> **Provided information**

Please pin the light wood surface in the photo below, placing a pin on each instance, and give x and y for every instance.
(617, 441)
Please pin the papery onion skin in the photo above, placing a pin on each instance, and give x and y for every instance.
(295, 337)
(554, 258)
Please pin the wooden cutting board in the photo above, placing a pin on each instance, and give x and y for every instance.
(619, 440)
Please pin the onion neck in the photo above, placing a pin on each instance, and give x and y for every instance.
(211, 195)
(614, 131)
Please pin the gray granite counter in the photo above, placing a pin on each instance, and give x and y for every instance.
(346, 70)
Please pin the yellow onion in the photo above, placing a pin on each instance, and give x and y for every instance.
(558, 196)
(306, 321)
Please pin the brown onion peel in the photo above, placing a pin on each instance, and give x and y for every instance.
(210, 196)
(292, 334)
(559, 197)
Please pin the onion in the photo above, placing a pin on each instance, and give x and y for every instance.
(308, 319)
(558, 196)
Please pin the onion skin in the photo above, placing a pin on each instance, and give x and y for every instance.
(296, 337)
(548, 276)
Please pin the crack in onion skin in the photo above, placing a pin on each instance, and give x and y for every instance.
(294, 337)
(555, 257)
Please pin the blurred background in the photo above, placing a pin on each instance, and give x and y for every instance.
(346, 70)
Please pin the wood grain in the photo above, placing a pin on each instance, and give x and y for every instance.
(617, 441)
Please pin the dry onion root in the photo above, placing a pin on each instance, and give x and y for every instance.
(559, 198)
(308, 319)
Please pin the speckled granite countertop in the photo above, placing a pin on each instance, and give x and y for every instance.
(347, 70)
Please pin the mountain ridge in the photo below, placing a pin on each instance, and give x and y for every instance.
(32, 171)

> **The problem**
Change every "onion" in the data above to "shallot", and leave everything else the same.

> **Answer in full**
Please pin the light wood surface in the photo below, placing a pin on each instance, and give x and y for every instance.
(617, 441)
Please pin the papery shallot skin in the photo above, placing a pin on each instance, and give x and y for every instance.
(295, 337)
(554, 258)
Please pin the wooden cutting board in the photo above, placing a pin on each instance, and give x and y for every instance.
(619, 440)
Please pin the shallot neck in the photo above, placing a pin on each instance, and give x and y for every instance.
(211, 195)
(614, 131)
Please pin the gray granite counter in the photo above, placing a pin on each instance, and give x and y for every instance.
(346, 70)
Please pin the yellow shallot in the photo above, placing a pin on each instance, and give x and y for every instance.
(558, 196)
(306, 321)
Please pin the brown shallot peel in the photo above, placing a pin on each instance, and give x and y for every instance.
(210, 196)
(292, 334)
(559, 197)
Please pin the shallot in the photo above, placing a pin on each instance, and give x and y for every instance.
(308, 319)
(558, 196)
Please pin the shallot skin in the photo above, placing a pin on each instance, and give x and y for every instance.
(296, 337)
(548, 276)
Please pin the crack in shallot skin in the photo above, placing a pin on each instance, and give x and y for every instance.
(294, 337)
(555, 257)
Please pin the blurred background in the photo above, placing a pin on each instance, and give x and y for every instance.
(346, 70)
Please pin the wood grain in the photo above, placing a pin on each instance, and give x and y for every instance.
(617, 441)
Please pin the dry shallot root in the photo above, placing a pin on each instance, and give x and y for every instance.
(559, 198)
(308, 319)
Please pin the speckled granite countertop in the photo above, placing a pin on each instance, and give x and y for every instance.
(347, 70)
Please pin the mountain ridge in the photo below, placing a pin on each instance, and give x and y for every instance.
(32, 171)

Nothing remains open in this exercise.